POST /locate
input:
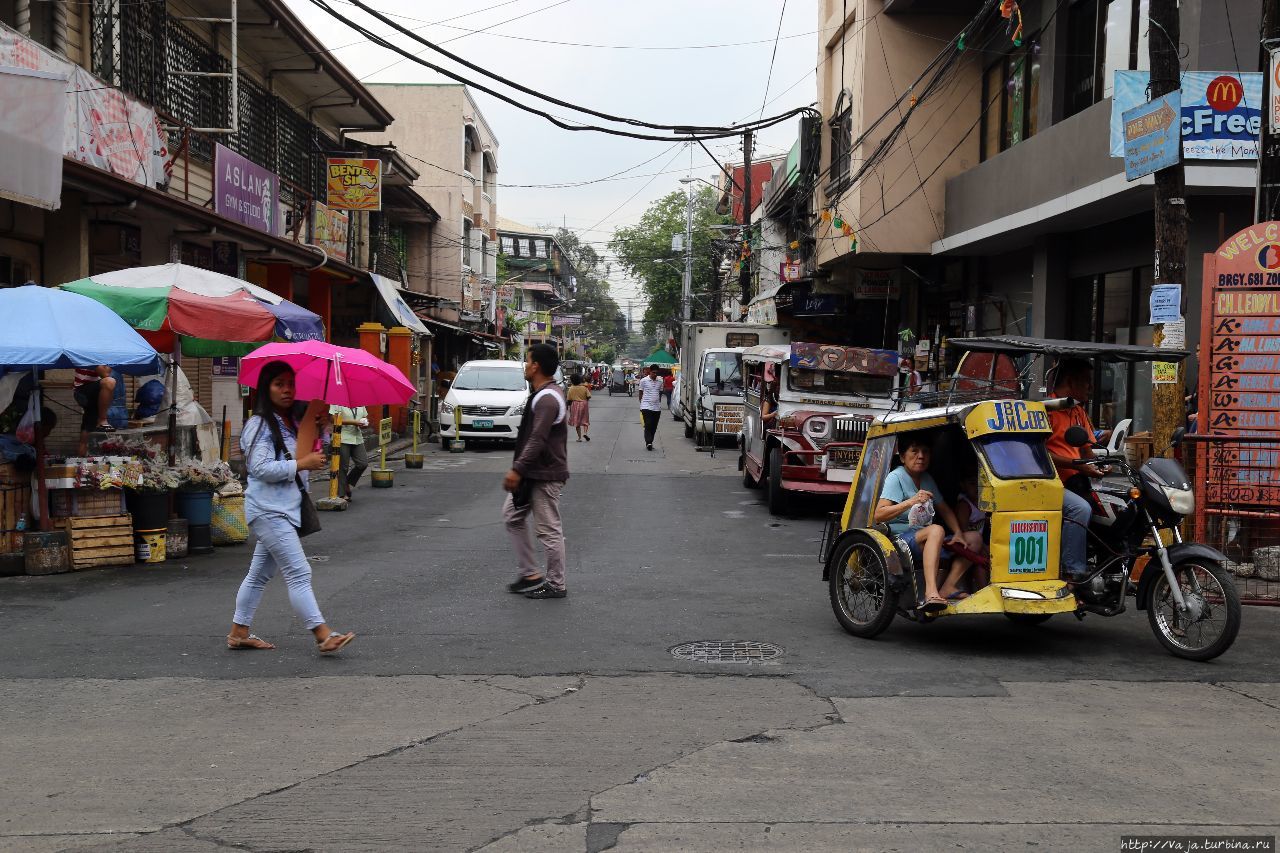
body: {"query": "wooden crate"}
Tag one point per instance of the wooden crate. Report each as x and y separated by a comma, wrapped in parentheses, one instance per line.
(105, 541)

──────────────────────────────

Requirements >>
Can you reproduce the material above word for word, leaving out the picture?

Result for this exercise >>
POST /locate
input:
body: {"query": "wooden crate"}
Tag one point per instance of the wooden crate. Report each as x and y separated by a comma, wrapped in parentheses, one instance per line.
(105, 541)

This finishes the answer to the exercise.